═══ Material for the task ═══

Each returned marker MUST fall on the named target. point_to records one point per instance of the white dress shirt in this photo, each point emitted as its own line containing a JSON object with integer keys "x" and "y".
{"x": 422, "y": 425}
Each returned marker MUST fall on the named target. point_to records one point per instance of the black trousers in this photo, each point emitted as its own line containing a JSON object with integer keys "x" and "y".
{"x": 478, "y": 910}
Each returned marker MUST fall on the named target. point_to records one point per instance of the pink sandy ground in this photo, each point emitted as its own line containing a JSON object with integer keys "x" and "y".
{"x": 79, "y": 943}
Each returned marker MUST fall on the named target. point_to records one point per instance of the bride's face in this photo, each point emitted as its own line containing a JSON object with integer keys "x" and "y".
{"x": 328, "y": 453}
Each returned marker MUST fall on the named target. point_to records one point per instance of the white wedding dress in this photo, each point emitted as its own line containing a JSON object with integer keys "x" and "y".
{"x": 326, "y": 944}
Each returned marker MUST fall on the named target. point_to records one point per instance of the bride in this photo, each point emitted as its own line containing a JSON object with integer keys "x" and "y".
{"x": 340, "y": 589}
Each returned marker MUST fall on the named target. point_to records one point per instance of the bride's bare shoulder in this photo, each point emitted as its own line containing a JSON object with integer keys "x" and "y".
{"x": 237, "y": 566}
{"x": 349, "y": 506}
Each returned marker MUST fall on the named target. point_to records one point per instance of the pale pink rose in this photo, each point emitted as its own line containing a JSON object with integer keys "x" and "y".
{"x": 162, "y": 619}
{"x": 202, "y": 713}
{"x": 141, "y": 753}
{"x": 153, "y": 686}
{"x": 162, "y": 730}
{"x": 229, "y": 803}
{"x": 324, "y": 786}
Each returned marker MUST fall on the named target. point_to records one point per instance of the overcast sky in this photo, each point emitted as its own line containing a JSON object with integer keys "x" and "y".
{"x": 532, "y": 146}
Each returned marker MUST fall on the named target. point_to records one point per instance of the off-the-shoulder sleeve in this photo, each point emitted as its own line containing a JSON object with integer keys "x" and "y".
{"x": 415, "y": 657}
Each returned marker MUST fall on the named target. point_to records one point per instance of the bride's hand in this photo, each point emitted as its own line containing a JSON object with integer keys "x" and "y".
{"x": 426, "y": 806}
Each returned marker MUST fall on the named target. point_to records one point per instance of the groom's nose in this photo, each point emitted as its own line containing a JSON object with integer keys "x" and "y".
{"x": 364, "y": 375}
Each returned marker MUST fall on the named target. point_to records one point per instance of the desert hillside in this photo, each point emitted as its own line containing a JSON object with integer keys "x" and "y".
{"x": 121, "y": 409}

═══
═══ Material for the task ═══

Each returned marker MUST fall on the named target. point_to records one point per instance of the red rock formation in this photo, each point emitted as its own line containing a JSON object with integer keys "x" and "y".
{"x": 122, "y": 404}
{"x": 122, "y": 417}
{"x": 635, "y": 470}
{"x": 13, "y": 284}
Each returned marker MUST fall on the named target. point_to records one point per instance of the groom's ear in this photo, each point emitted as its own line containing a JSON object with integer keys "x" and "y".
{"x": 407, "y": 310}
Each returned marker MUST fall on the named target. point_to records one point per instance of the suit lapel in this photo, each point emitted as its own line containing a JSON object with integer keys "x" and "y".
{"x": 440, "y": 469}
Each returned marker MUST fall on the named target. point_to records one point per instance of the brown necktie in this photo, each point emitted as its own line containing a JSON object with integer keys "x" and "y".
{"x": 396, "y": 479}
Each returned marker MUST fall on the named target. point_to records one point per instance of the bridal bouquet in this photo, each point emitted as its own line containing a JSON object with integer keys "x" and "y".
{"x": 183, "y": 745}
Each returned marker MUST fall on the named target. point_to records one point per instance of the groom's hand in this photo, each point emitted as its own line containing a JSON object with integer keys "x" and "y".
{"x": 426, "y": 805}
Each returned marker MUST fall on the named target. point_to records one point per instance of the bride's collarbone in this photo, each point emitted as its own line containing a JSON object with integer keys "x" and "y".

═══
═══ Material for the task ═══

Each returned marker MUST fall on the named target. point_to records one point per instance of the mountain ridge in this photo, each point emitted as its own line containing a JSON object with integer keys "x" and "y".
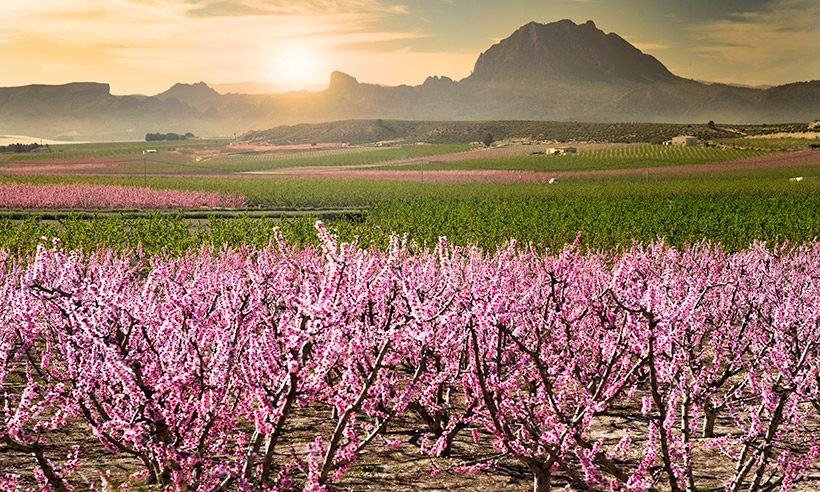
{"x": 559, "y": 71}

═══

**Exercise brief:**
Count the lines of the items above that contain the string "bride" with case counted, and give only the number.

**Correct answer:**
5